____ Texto mostrado

RFB. Impresiona el relato de una vida como la de Manuel Santana Fernández. La serie ‘Memoria de los pueblos de Huelva‘ se enfoca con él hoy en Lepe, donde el padre lo registró al nacer. Con Santana nos acercamos a un mundo, el de la mar, el de la pesca, que para nosotros es irremplazable como elemento de identidad del singular término costero onubense.
En Manuel se representa a una gente que ha trabajado duro, que ha buscado la sonrisa con tesón en la adversidad. Todo muy lejos de las comodidades que una mayoría de las actuales generaciones disfrutan, pero con la suerte de vivir conectado con la naturaleza, con aquel lugar del que todos procedemos, el inmenso horizonte marino. Gente valiente, auténtica, cabal, de la que debemos sentirnos orgullosos.
Hablábamos con Manolo ‘Pasitas’ -el mote de la familia que según advierte se ha quedado en él, porque no lo usan en el pueblo para sus hijos- en la marquesina de la Ermita de la Bella. Al escucharlo pensábamos que este hombre es patrimonio vivo de Lepe, un verdadero tesoro etnográfico. Su voz ronca y un inconfundible acento de la tierra aderezan un relato que sentimos apasionante.
Esas vivencias grabadas en su mente y corazón son el libro de historia más valioso que cualquier paisano puede abrir y consultar. En los restos del poblado de la Real Almadraba de Nueva Umbría, frente a El Rompido pero del término municipal de Lepe, hoy felizmente en restauración, se encuentran muros, piedras, tejas y otras estructuras. Como dice el alcalde, Juan Manuel González, en la introducción del audiovisual, tal enclave, y el conjunto de la flecha, no deja de ser emblemático para la localidad costera.

________
____ Datos disponibles

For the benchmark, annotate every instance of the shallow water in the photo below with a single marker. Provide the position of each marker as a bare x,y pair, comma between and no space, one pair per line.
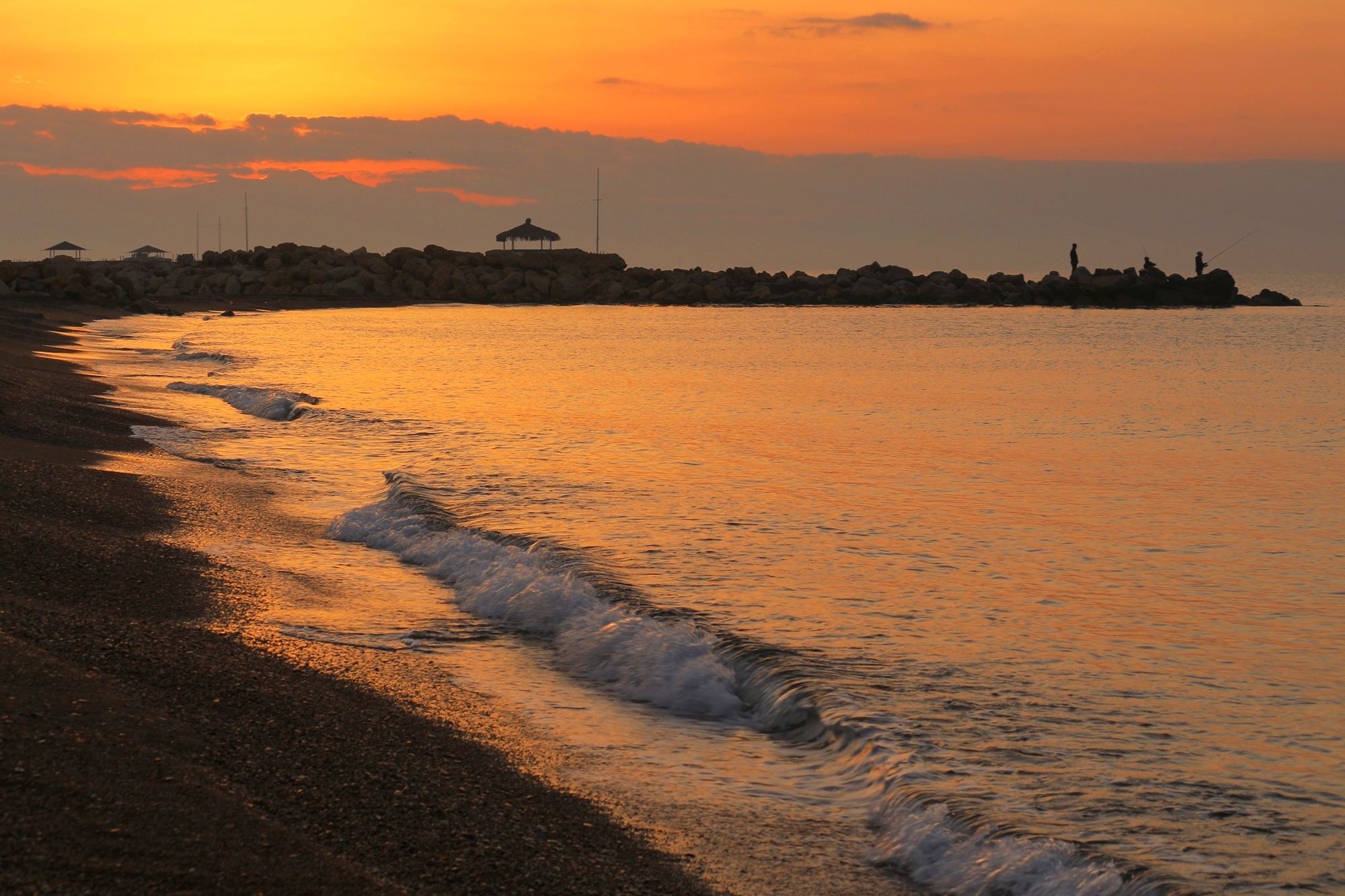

________

▶ [Instrucciones]
(A) Según el texto sobre Manuel Santana, ¿en qué lugar se conversó con Manolo?
(B) Indica si cada afirmación coincide con el texto sobre Manuel Santana y cita las palabras que lo deciden: (i) Su padre lo registró en Lepe al nacer. (ii) En el pueblo llaman «Pasitas» a los hijos de Manuel. (iii) Los restos del poblado de la Real Almadraba de Nueva Umbría pertenecen al término municipal de El Rompido.
(C) Prolonga el texto sobre Manuel Santana a partir de donde termina.
Este material viene de otra fuente.

▶ [Resultados del ejercicio]
(A) En la marquesina de la Ermita de la Bella.

(B)
(i) Sí: «en Lepe, donde el padre lo registró al nacer».
(ii) No: «porque no lo usan en el pueblo para sus hijos».
(iii) No: «frente a El Rompido pero del término municipal de Lepe».

(C)
Fascina imaginar la vida en ese núcleo en su etapa de apogeo, con doscientas familias conviviendo con armonía y solidaridad en la temporada del preciado e inmemorial atún transeúnte. El antiguo poblado, máxime restaurado, nos da la oportunidad.
Pero, mejor aún, contamos con el privilegio de la presencia de Manuel Santana, quien abrió los ojos por primera vez allí, que jugó en la arena, en el río y la playa más virgen que uno pudiera pisar, entre tomillos, cardos, azucenas de mar, junquillos y retamas. El está vivo y formó parte de aquello en primera persona hace más de siete décadas. Por ello puede darnos la mano en un maravilloso viaje por el tiempo y llevarnos a esos años cuarenta y cincuenta de tan emblemático lugar. Los atunes se destinaban a la venta, pero el resto de especies que capturaban, bonitos, anchovas, caballas y demás, eran repartidos entre los trabajadores.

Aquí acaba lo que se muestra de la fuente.